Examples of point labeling

——————

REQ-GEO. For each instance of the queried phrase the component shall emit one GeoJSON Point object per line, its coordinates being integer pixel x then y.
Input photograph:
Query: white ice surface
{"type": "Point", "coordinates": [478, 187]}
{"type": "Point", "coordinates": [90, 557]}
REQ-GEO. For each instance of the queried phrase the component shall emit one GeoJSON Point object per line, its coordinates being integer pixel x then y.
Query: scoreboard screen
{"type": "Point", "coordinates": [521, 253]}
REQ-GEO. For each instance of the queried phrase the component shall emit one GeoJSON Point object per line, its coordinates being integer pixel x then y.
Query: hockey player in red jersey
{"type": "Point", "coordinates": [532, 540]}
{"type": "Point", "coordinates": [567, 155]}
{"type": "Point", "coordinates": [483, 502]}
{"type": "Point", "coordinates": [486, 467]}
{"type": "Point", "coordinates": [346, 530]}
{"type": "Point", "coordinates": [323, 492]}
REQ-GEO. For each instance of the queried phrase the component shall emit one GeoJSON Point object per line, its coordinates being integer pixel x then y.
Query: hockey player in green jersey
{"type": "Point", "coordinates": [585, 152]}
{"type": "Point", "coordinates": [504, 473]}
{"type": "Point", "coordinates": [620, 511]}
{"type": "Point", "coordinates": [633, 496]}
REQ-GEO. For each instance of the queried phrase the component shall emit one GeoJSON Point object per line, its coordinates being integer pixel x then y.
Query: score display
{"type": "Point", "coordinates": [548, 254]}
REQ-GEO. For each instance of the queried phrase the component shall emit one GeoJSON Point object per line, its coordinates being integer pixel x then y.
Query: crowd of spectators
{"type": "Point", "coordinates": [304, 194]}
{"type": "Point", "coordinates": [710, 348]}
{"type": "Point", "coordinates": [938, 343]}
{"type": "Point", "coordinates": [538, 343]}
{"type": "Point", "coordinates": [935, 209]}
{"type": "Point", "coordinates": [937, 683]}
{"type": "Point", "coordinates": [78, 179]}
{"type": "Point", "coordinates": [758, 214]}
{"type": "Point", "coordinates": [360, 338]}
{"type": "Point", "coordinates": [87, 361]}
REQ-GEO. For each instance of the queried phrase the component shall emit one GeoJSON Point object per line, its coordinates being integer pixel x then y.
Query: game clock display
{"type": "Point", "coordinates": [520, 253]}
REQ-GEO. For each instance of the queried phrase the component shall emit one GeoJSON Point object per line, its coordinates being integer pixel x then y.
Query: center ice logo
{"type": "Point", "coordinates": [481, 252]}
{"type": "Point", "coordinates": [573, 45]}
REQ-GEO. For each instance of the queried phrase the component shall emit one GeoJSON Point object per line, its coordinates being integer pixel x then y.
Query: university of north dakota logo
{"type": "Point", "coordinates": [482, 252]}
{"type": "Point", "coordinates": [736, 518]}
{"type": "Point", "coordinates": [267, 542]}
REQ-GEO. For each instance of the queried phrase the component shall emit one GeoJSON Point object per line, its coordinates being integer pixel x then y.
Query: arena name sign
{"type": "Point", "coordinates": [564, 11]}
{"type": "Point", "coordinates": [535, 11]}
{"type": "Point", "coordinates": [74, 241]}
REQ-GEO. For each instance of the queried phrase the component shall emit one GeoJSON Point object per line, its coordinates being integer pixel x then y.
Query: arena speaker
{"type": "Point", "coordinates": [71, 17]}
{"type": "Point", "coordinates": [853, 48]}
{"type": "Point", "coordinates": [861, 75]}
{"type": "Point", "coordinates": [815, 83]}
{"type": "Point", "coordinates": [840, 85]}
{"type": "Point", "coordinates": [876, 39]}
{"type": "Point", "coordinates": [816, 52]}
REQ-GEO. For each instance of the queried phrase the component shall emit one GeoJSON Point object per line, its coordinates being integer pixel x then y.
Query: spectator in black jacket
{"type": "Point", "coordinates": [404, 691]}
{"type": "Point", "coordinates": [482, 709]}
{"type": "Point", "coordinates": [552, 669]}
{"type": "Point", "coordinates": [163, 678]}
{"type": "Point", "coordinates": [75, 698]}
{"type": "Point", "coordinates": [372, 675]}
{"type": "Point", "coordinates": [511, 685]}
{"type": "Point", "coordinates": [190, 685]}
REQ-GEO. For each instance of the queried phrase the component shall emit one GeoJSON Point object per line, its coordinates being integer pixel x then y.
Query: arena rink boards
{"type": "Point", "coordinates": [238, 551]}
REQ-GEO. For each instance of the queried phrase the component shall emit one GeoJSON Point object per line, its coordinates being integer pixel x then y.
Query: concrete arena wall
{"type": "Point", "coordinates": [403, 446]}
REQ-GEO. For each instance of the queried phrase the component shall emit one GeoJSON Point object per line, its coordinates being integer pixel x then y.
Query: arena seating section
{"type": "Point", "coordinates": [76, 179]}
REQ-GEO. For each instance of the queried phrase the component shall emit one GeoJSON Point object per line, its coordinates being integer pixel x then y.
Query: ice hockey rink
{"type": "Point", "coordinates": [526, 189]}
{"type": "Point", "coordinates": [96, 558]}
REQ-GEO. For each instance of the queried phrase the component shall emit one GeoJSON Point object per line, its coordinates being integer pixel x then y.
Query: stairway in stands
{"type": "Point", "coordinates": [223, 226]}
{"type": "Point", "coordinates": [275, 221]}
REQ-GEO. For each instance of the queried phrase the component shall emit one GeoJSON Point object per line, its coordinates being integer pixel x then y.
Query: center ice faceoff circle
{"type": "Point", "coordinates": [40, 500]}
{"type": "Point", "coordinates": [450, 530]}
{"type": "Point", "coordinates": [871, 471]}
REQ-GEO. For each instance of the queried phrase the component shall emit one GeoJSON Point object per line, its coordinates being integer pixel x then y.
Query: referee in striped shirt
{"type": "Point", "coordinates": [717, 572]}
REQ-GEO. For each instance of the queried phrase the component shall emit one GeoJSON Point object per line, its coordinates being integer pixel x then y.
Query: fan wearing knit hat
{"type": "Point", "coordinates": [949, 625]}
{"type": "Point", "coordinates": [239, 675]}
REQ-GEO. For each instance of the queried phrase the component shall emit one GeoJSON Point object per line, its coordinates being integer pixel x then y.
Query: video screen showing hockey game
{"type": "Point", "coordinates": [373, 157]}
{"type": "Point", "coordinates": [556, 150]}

——————

-- WHAT TO WORK ON --
Select every line above that contains the string "display" and reproduce each of those lines in full.

-- WRITTEN ANSWER --
Query: score display
Query: game clock display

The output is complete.